In the items from the line with "row: thin stalk" up to and including the line with "Each instance of the thin", substitute "narrow stem" for every "thin stalk" and reproduce only those lines, otherwise unchanged.

-- Start Supplied data --

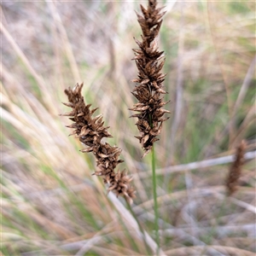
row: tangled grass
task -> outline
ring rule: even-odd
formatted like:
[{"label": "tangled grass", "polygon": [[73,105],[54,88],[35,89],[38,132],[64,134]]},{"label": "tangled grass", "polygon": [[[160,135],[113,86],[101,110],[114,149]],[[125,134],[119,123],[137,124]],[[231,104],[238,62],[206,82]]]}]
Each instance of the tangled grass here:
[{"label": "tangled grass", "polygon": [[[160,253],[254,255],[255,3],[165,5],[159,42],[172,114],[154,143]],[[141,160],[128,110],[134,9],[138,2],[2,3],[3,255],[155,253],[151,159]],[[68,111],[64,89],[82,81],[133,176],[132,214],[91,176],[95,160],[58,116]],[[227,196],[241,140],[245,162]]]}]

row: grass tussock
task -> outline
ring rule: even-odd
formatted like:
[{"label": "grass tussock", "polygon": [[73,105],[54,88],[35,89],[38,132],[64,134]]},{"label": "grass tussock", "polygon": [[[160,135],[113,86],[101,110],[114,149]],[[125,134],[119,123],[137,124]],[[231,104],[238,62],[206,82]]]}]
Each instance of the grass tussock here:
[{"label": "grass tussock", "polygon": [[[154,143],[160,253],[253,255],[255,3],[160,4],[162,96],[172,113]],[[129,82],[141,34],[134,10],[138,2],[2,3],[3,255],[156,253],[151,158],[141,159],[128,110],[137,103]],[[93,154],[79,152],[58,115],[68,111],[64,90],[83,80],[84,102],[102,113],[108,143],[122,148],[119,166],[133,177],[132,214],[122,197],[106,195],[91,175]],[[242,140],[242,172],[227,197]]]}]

-- End Supplied data --
-- Start Supplied data --

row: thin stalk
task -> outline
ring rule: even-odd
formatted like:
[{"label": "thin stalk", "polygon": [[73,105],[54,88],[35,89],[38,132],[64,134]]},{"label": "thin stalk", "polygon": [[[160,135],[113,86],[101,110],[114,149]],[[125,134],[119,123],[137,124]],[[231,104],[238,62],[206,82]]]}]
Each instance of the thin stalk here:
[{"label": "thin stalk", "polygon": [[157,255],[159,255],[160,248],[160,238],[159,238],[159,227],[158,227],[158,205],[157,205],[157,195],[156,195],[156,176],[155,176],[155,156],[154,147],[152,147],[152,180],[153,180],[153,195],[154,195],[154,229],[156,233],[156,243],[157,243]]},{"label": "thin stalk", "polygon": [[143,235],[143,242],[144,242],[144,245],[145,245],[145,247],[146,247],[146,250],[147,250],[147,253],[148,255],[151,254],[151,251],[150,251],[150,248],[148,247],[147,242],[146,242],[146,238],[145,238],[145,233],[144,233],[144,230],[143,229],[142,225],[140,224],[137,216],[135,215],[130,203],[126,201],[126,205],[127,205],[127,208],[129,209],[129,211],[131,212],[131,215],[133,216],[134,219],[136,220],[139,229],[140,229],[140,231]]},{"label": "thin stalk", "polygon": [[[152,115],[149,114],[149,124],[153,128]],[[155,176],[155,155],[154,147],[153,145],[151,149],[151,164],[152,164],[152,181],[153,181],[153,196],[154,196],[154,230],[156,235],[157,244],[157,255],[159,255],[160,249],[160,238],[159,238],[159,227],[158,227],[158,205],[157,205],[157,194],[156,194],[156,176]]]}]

-- End Supplied data --

Reply:
row: narrow stem
task -> outline
ring rule: even-odd
formatted like:
[{"label": "narrow stem", "polygon": [[73,105],[54,88],[35,89],[38,132],[64,134]]},{"label": "narrow stem", "polygon": [[[160,135],[113,86],[101,110],[114,149]],[[125,134],[119,123],[137,124]],[[231,104],[238,62],[206,82]]]}]
Each instance of the narrow stem here:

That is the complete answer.